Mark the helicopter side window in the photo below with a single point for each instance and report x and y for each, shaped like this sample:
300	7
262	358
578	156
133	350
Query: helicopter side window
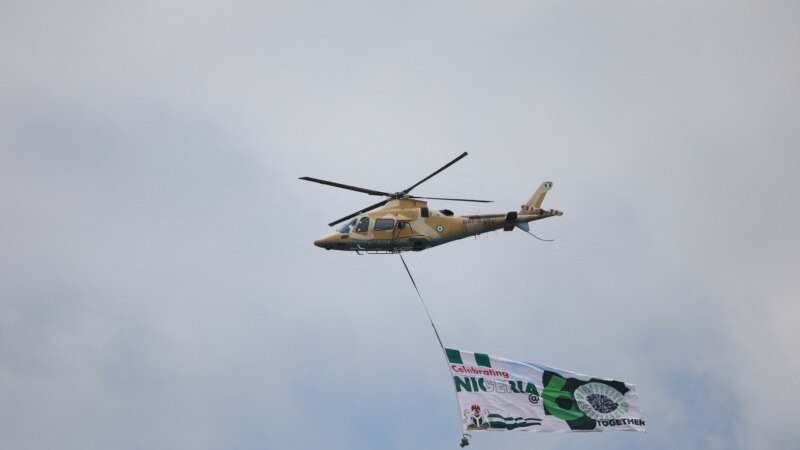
384	224
346	228
363	225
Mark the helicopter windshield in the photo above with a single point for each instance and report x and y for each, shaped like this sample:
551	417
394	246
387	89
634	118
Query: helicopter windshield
347	227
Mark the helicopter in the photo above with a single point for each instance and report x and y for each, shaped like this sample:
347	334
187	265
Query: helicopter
404	222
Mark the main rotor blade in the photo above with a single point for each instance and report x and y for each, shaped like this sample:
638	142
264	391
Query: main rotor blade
435	173
453	199
368	208
345	186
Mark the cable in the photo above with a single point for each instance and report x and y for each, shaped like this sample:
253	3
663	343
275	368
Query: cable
422	301
464	437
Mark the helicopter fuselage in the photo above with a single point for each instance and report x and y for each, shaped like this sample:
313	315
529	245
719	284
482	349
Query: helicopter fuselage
410	225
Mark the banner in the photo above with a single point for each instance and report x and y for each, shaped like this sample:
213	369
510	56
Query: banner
499	394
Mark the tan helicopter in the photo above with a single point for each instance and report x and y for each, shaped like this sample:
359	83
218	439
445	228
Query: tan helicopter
406	223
- - - - -
Transcrivez fidèlement l'ensemble des données ci-dessus, ligne par ligne, en omettant les images.

Mark the helicopter side window in the photo below with a single point for each instance and report x and y for each, shaped like this sample:
300	7
262	358
578	156
133	350
Query: helicopter side window
384	224
346	228
363	225
Mark the helicopter windshield in the photo above with a single point for each instance and report x and y for each, shaped like this sample:
551	417
394	246
387	89
634	118
Query: helicopter windshield
347	227
Mark the helicopter in the photo above with a single point for each instance and report x and y for each, shaped like this sample:
347	334
187	265
Query: helicopter
404	222
Mark the main rotor blade in the photo above with a single point for each instance and report x and y for each, shaped like this sample:
638	142
264	391
Query: main rotor blade
435	173
453	199
368	208
345	186
Mark the cable in the photo above with a single point for each instance and report x and y for each, shaped like this sample:
253	3
663	343
275	368
Query: cable
422	301
464	437
Mark the helicopter fuselage in the photo above with a single point for each instance and report x and y for each, shaped like this sample:
313	315
529	245
719	284
482	349
Query: helicopter fuselage
410	225
Mark the banner in the photo above with a single point for each instance and report x and y for each, shaped like this sample:
213	369
510	56
Query: banner
499	394
Mark the tan helicopter in the photo above with a single point for each instance and report x and y for each, shaped like this sample:
359	83
218	439
445	228
Query: tan helicopter
406	223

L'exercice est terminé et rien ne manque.